= What this task involves =
Return the full listing below, unchanged.

* * * * *

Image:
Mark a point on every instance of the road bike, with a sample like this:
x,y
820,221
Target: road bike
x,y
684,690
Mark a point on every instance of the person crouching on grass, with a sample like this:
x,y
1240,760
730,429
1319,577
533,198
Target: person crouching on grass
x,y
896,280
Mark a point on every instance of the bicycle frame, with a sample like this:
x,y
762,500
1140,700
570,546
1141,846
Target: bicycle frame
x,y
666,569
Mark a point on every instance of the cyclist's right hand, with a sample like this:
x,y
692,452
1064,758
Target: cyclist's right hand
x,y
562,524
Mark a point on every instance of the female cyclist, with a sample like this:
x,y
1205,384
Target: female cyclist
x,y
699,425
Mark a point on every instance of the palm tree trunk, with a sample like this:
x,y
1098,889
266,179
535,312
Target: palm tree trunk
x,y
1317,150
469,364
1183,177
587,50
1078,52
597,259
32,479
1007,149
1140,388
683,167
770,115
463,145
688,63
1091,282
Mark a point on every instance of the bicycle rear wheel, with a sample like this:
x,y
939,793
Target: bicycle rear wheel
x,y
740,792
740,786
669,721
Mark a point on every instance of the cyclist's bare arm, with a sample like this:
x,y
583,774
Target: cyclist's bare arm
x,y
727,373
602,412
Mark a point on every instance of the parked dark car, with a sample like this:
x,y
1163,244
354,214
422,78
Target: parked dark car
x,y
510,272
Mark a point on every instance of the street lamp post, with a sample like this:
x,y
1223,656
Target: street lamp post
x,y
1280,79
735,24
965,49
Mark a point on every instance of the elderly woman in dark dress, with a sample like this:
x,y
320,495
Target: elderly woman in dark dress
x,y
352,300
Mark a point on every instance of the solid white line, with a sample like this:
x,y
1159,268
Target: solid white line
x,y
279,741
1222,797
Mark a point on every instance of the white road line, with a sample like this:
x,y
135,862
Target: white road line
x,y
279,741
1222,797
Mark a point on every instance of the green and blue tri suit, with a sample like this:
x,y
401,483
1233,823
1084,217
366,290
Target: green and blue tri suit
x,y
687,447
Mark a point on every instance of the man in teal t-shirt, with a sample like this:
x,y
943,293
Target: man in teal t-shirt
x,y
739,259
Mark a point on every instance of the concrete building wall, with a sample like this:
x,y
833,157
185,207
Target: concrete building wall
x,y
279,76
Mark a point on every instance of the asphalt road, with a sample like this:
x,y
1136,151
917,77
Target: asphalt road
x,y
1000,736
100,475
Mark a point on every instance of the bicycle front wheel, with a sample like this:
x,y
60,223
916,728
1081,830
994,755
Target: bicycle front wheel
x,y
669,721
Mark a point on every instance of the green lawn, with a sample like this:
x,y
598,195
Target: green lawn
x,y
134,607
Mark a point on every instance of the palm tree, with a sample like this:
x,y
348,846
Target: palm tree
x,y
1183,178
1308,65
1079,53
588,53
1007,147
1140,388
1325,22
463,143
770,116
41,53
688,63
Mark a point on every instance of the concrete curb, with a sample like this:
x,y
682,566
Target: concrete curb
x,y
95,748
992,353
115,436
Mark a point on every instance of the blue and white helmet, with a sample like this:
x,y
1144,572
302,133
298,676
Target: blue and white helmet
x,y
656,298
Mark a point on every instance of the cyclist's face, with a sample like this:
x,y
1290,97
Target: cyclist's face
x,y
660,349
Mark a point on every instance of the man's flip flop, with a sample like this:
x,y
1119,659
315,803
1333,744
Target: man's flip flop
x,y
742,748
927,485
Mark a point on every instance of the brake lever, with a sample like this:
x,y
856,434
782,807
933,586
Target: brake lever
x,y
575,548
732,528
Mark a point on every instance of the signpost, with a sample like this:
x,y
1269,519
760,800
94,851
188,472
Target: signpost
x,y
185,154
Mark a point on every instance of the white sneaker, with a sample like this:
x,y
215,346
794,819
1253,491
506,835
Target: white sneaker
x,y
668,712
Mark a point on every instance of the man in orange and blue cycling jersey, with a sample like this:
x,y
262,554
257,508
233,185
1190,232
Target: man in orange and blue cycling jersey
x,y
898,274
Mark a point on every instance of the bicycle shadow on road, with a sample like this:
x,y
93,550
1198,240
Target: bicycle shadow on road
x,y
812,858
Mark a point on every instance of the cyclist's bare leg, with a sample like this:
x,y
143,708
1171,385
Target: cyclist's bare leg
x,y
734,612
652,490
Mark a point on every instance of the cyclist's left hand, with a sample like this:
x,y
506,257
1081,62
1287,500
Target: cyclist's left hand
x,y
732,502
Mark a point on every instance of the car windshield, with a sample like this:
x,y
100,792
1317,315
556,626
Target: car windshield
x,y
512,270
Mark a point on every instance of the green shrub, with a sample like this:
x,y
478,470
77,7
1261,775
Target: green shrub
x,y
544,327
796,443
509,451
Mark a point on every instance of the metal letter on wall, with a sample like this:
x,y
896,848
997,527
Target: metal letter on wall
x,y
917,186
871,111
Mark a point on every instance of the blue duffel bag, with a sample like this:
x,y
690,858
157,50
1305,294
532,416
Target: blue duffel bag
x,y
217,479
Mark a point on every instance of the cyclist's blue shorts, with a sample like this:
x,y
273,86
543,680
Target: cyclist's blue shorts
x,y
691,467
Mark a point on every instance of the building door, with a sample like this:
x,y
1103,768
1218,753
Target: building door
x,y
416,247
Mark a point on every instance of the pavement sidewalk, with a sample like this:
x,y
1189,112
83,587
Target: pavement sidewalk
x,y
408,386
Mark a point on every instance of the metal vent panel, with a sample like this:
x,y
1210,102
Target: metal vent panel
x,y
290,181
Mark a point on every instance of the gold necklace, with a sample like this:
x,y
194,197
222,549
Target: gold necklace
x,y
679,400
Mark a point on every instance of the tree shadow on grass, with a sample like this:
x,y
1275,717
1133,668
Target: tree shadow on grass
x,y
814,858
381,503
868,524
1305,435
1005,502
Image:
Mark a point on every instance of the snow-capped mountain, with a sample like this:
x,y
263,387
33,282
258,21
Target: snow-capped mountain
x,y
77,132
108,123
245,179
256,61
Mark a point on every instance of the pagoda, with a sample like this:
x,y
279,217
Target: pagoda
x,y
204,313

* * * * *

= Solution for this exercise =
Image:
Mark a point on every instance of the road bike, with a sample like this:
x,y
820,221
Target: road bike
x,y
684,690
Mark a point on every instance of the person crouching on grass, with a sample like this:
x,y
1240,760
730,429
1319,577
533,198
Target: person crouching on grass
x,y
896,280
Mark a point on every instance of the bicycle frame, with a sample like this:
x,y
762,500
1140,700
570,546
1141,846
Target: bicycle frame
x,y
666,569
Mark a point on every instance of the cyclist's right hand, with a sample like this:
x,y
692,452
1064,758
Target: cyclist's right hand
x,y
562,524
Mark a point on every instance of the female cyclist, with a sample like this:
x,y
1205,384
Target: female cyclist
x,y
699,425
Mark a point on every instance of the palm tree trunk, with a sample like this:
x,y
1098,889
266,179
535,312
Target: palm tree trunk
x,y
1317,150
469,364
1183,177
587,50
1078,52
597,259
32,479
1007,149
1140,388
683,167
770,115
463,145
688,63
1091,282
Mark a point on every instance of the bicycle rear wheel, with a sample like this:
x,y
939,793
Target: bicycle rear wheel
x,y
740,792
740,786
669,721
Mark a point on every instance of the cyclist's bare arm, with a sample like this:
x,y
583,774
Target: cyclist's bare arm
x,y
727,373
602,412
Mark a point on every instance of the parked dark car, with a sample like this:
x,y
1163,244
354,214
422,78
Target: parked dark car
x,y
510,272
Mark a point on every instance of the street lamp post, with a sample like this:
x,y
1223,656
Target: street lamp post
x,y
1280,79
735,24
965,49
Mark a point on every instance of the elderly woman in dark dress, with a sample like this:
x,y
320,495
Target: elderly woman in dark dress
x,y
352,300
Mark a point on every instance of the solid white line, with a sample like this:
x,y
1159,268
Target: solid white line
x,y
279,741
1222,797
Mark a point on every instance of the white road line, with a sample like this:
x,y
135,862
Target: white road line
x,y
279,741
1222,797
Mark a point on every instance of the green and blue tri suit, with a sample like this:
x,y
401,483
1233,823
1084,217
366,290
Target: green and blue tri suit
x,y
687,447
Mark a point on every instance of the man in teal t-shirt, with a sample like this:
x,y
943,293
Target: man in teal t-shirt
x,y
739,259
Mark a point on every instance of the concrete building wall, with a sample like this:
x,y
833,157
185,207
Target: concrete building wall
x,y
279,76
Mark a point on every instance of the asphalt road, with a sample like this:
x,y
1136,151
917,77
Target: asphalt road
x,y
1000,736
100,475
Mark a point on every instance of the bicycle front wheel, with a sample like this:
x,y
60,223
916,728
1081,830
994,755
Target: bicycle front wheel
x,y
669,721
Mark a point on every instance of the green lawn, with a sample like this:
x,y
598,195
Target: green lawn
x,y
134,607
Mark a point on every instance of the palm tree, with a sample like this:
x,y
348,846
Target: palm tree
x,y
1183,178
1308,65
1079,53
588,53
1007,147
1140,388
1325,22
463,143
770,116
41,53
688,63
Mark a point on every instance of the concrete curb, with a sample like this:
x,y
682,566
Target: concrete curb
x,y
95,748
992,353
115,436
Mark a point on every instance of the blue and white helmet, with a sample like this:
x,y
1144,572
302,133
298,676
Target: blue and white helmet
x,y
656,298
Mark a point on every instance of the cyclist's face, with a sample like this:
x,y
1290,97
Target: cyclist's face
x,y
660,349
Mark a point on every instance of the man's flip flop, with a sample like this:
x,y
1119,659
315,803
1333,744
Target: man's flip flop
x,y
742,748
927,485
Mark a point on every instance of the brake lever, with a sample like this:
x,y
856,434
782,807
933,586
Target: brake lever
x,y
575,548
732,528
Mark a point on every instance of the signpost, with a sample like this:
x,y
1269,519
760,800
94,851
188,472
Target: signpost
x,y
185,154
Mark a point on every instance of the white sneaker, with a sample like this:
x,y
215,346
794,819
1253,491
506,835
Target: white sneaker
x,y
668,712
Mark a point on every instance of the man in orange and blue cycling jersey, with a sample like this:
x,y
262,554
257,508
233,185
1190,232
Target: man in orange and blue cycling jersey
x,y
898,274
Mark a point on every instance of the bicycle shadow on road, with a sample like this:
x,y
93,550
1198,240
Target: bicycle shadow on road
x,y
812,858
Mark a point on every instance of the cyclist's bare leg, with a sample like this:
x,y
143,708
1171,385
Target: cyclist's bare leg
x,y
734,612
652,490
Mark a point on every instance of the cyclist's left hand, with a sample like this:
x,y
506,257
1081,62
1287,500
Target: cyclist's left hand
x,y
732,502
Mark a point on every instance of the car windshield, with a sample like this:
x,y
100,792
1317,315
556,626
Target: car windshield
x,y
512,270
Mark a point on every instance of the green shrub, with a sample like this:
x,y
478,470
77,7
1261,775
Target: green shrub
x,y
544,327
796,443
509,451
Mark a point on every instance of the metal letter on wall, with a sample like this:
x,y
896,848
997,527
Target: metal letter on wall
x,y
917,186
871,111
Mark a point on every instance of the blue duffel bag, with a sample like this:
x,y
690,858
157,50
1305,294
532,416
Target: blue duffel bag
x,y
217,479
Mark a point on every instance of the cyclist's blue shorts, with a sample like this:
x,y
273,86
543,680
Target: cyclist's blue shorts
x,y
691,467
Mark a point on every instance of the building door, with a sample like this:
x,y
1103,768
1218,753
Target: building door
x,y
416,247
Mark a point on every instance of the pavement sidewalk, with a sample like this:
x,y
1189,112
83,587
Target: pavement sidewalk
x,y
408,386
Mark a point on every instance of the metal vent panel, with a sample like this:
x,y
1210,102
Target: metal vent panel
x,y
290,181
Mark a point on every instance of the gold necklace, with a sample like this:
x,y
194,197
222,549
Target: gold necklace
x,y
679,400
Mark a point on every instance of the tree shadow on grass, with a sample like this:
x,y
1275,717
1133,668
Target: tree shadow on grass
x,y
814,858
381,503
868,524
1305,435
1005,502
Image:
Mark a point on every instance of the snow-capped mountain, with a sample like this:
x,y
263,387
33,282
258,21
Target: snow-capped mountain
x,y
77,132
108,123
245,179
256,61
Mark a point on every instance of the pagoda, with a sample like this:
x,y
279,217
Target: pagoda
x,y
204,313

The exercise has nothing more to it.